There are bones in the valleys of the Sonoran Desert.  There are thousands of them.  In 1994, the United States government implemented a new enforcement strategy for the Southwestern border.  It was designed to prevent illegal entries by raising the costs of crossing to unbearable levels.  If migrants judged the cost to outweigh the benefits, planners supposed, they would never undertake the journey in the first place. 

In the intervening years, the border environment itself has become the primary technology for raising and extracting the cost.  This development was no accident.  High-ranking officials with the Immigration and Naturalization Services and US Border Patrol observed that the Sonoran’s extreme heat and imposing terrain exposed migrants to “mortal danger,” and sought to force migrant traffic between ports of entry and “over more hostile terrain, less suited for crossing and more suited for enforcement.”1 Any perceivable benefit to crossing would lose its motivating force when weighed against the likelihood of one’s demise. The strategy counted for its deterrent effect upon the production and reproduction of death–upon an ever-growing ledger of the dead.

Whether the strategy has succeeded in deterring unlawful entries is unclear.  Whether it has increased the incidence of migrant mortality cannot be doubted.

Since the strategy’s implementation, the Tucson sector, which falls within the Sonoran Desert’s vast expanse, has become one of the deadliest places to cross the border.  In Pima County alone, it has produced more than 3,300 human remains.  Prior to the strategy’s implementation, automobile accidents were the leading cause among the small number of migrant mortalities.  Following its implementation, exposure quickly took over the lion’s share of a ballooning number of deaths.

▶ **Brief 1**:
Please retype the records from their start through the line containing "Now the grassy", keeping every line identical.
The records below are unrelated to the text.

(Stored data)

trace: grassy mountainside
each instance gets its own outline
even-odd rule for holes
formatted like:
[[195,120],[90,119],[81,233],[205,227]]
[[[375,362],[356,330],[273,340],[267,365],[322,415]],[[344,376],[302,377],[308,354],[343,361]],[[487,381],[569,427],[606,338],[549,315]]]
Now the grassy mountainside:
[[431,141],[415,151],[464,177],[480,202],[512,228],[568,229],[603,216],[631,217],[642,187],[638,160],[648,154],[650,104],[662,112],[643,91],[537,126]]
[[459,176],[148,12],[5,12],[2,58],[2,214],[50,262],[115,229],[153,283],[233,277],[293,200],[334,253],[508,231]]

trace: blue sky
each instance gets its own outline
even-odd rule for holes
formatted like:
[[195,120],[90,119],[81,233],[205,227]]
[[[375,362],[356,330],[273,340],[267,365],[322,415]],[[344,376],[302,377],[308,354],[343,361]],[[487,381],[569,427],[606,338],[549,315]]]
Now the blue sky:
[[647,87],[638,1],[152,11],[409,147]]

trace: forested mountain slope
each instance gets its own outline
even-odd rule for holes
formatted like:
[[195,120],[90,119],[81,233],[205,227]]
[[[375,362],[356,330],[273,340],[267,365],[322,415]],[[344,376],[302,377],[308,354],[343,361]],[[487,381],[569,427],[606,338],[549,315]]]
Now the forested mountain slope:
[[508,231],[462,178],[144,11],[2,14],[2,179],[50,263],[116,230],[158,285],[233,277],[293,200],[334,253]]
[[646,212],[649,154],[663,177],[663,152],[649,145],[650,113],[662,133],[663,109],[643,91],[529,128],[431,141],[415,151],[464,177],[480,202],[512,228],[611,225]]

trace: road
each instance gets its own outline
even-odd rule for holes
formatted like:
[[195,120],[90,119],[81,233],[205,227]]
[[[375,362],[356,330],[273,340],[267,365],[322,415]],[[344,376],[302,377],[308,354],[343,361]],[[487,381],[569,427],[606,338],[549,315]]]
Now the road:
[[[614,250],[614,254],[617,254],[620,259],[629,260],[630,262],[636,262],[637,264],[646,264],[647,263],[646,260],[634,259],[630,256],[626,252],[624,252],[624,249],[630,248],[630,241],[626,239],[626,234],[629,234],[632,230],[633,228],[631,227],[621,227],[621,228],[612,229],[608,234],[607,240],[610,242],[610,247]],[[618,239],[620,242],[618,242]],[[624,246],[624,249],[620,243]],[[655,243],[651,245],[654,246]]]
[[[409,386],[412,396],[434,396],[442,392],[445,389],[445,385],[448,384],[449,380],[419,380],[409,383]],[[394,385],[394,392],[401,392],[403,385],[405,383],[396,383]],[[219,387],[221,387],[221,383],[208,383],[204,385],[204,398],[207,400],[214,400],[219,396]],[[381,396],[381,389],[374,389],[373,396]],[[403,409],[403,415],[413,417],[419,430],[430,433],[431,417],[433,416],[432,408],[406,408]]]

▶ **Brief 2**:
Decide whether each statement agrees with the passage on the Sonoran Desert border strategy. Answer yes or no, and quote the words of the passage that settle it. (a) The new enforcement strategy was put in place in 1994. (b) The passage states that the strategy clearly succeeded in deterring unlawful entries. (c) Before the strategy, exposure was the leading cause of migrant deaths.

▶ **Right answer 1**:
trace: grassy mountainside
each instance gets its own outline
even-odd rule for holes
formatted like:
[[195,120],[90,119],[81,233],[205,227]]
[[[375,362],[356,330],[273,340],[267,365],[322,415]],[[344,376],[302,377],[308,354],[343,361]],[[487,381],[569,427],[606,338],[549,315]]]
Now the grassy mountainside:

▶ **Right answer 2**:
(a) Yes: "In 1994, the United States government implemented a new enforcement strategy for the Southwestern border."
(b) No: "Whether the strategy has succeeded in deterring unlawful entries is unclear."
(c) No: "Prior to the strategy’s implementation, automobile accidents were the leading cause among the small number of migrant mortalities."